---------- WORKING DATA ----------

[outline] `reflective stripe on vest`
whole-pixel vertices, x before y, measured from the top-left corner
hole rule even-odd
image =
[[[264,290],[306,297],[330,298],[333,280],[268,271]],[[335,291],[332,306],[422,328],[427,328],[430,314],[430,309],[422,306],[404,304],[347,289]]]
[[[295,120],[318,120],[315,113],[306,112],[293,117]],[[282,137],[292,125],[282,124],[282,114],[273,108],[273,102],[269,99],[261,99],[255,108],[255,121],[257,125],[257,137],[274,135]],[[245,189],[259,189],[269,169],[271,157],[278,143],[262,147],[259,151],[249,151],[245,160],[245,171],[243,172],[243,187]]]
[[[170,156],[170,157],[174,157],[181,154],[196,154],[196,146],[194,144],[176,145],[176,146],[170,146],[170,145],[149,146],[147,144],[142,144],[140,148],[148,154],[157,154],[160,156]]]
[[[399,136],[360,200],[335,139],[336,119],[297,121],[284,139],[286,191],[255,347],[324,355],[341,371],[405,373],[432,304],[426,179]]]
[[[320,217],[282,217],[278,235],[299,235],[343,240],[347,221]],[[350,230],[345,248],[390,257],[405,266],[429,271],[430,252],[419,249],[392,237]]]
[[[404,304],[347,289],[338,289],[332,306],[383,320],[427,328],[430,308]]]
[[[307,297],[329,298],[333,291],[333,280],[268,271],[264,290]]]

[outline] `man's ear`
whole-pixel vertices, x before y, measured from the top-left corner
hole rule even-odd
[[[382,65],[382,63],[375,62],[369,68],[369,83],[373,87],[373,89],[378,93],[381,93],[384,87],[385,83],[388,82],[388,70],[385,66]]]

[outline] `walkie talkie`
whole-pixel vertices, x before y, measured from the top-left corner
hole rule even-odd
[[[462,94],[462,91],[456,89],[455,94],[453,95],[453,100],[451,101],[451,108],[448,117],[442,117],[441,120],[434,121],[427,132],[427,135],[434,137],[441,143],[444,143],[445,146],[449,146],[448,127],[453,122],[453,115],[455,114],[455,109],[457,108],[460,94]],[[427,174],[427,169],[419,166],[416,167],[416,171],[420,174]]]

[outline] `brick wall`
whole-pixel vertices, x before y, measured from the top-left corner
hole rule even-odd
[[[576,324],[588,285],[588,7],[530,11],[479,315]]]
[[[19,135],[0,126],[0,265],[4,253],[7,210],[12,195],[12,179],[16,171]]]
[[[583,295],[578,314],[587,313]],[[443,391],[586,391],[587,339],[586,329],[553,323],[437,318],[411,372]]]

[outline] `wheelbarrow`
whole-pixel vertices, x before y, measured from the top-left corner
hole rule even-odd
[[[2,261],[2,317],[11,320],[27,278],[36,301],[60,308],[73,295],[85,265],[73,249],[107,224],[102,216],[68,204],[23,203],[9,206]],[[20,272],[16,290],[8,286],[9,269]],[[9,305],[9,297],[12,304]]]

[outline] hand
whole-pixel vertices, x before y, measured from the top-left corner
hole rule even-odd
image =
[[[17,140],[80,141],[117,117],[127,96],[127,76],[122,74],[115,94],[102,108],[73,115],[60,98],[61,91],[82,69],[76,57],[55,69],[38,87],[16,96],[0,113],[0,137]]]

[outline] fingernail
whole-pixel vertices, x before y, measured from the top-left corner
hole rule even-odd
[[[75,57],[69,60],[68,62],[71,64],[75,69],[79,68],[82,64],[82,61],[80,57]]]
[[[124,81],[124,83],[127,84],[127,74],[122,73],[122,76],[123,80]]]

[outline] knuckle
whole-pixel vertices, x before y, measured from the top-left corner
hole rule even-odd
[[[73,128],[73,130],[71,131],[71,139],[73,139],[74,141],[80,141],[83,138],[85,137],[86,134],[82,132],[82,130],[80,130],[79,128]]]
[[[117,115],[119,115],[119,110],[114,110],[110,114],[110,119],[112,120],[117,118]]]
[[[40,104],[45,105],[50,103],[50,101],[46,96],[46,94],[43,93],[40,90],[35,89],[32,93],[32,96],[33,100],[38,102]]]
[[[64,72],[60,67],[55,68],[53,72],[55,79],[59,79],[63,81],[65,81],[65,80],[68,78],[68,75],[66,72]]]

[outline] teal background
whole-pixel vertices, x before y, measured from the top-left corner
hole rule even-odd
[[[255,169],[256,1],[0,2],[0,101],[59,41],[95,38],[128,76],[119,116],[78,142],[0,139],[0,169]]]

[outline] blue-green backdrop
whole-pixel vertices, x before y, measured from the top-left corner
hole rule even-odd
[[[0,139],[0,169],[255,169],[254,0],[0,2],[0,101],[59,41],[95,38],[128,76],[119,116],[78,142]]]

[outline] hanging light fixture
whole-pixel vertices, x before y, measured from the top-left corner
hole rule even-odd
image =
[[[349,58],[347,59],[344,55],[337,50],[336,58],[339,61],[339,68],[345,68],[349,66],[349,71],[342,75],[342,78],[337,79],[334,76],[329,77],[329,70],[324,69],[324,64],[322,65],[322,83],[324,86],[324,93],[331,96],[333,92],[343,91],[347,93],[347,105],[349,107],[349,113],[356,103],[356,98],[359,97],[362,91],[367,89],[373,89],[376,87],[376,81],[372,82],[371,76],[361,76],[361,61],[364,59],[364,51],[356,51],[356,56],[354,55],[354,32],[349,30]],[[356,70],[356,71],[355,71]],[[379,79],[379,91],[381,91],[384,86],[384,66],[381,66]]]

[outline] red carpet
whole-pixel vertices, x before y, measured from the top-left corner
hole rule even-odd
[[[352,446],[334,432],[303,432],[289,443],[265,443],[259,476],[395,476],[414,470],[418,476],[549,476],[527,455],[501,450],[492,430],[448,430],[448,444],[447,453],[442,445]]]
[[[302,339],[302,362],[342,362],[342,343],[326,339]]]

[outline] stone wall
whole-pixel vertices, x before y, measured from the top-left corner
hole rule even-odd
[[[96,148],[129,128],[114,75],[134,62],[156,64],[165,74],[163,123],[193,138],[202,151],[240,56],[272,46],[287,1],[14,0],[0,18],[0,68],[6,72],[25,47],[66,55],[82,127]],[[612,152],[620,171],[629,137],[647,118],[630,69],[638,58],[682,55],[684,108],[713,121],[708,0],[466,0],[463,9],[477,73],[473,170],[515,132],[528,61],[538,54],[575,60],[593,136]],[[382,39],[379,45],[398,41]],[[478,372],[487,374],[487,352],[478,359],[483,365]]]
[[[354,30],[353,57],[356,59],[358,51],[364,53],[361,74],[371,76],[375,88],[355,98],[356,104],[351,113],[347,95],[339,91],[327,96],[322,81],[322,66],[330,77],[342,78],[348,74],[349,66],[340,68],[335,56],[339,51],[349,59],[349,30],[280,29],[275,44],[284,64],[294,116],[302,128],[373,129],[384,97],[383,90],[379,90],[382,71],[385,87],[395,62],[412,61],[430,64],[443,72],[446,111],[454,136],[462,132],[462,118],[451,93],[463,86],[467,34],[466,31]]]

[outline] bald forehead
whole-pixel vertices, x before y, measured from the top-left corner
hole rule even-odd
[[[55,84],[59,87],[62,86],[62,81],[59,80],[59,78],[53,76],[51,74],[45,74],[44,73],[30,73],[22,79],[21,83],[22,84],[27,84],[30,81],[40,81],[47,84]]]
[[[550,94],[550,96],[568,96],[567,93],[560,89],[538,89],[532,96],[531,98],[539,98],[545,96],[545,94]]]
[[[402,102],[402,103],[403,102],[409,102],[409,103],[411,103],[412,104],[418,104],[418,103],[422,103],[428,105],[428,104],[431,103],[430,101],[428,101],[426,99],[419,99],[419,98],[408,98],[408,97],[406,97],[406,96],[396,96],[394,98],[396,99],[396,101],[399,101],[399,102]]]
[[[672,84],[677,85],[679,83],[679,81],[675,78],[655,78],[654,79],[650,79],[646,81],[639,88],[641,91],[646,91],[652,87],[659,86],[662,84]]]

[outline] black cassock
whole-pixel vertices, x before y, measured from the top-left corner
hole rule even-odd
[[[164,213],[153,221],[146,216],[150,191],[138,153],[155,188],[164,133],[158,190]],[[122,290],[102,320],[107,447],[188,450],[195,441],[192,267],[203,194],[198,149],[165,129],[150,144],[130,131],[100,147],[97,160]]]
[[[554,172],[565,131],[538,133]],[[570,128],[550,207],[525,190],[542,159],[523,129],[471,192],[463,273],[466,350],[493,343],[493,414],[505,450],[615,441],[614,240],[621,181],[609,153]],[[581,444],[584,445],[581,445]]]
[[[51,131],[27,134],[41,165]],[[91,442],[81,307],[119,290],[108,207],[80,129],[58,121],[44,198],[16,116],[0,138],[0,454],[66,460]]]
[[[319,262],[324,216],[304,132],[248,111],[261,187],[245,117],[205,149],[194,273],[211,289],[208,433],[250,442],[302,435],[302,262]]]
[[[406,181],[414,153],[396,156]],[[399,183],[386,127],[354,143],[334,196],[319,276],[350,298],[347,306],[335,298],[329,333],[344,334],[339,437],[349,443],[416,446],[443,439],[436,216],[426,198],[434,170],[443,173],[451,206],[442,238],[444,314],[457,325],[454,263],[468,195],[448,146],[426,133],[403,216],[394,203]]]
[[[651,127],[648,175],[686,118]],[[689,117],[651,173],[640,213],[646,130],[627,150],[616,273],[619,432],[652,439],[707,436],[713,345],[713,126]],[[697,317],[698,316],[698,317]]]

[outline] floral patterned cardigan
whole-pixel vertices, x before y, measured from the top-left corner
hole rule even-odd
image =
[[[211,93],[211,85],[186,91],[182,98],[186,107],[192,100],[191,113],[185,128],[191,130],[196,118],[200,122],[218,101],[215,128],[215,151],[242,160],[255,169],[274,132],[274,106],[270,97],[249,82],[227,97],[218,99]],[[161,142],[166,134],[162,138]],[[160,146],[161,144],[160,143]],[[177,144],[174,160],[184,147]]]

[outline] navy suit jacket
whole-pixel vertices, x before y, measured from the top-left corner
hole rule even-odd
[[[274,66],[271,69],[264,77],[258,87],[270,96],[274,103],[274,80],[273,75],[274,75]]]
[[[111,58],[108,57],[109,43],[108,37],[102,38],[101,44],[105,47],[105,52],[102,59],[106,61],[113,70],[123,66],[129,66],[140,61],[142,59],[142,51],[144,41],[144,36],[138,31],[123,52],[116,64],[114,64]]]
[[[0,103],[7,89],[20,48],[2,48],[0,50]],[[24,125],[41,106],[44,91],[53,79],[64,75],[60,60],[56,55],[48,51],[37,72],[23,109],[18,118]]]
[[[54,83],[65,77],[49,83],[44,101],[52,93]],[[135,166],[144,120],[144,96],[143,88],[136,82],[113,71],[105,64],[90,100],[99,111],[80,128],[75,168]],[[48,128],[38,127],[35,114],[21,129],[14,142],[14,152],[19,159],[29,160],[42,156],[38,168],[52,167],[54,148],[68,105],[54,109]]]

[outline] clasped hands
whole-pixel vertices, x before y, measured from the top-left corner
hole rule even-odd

----------

Locate "[outline] clasped hands" in the material, then quote the line that contains it and all lines after it through the final one.

▶ [SOLVED PROBLEM]:
[outline] clasped hands
whole-pixel vertices, x before y, measured from the top-left corner
hole rule even-odd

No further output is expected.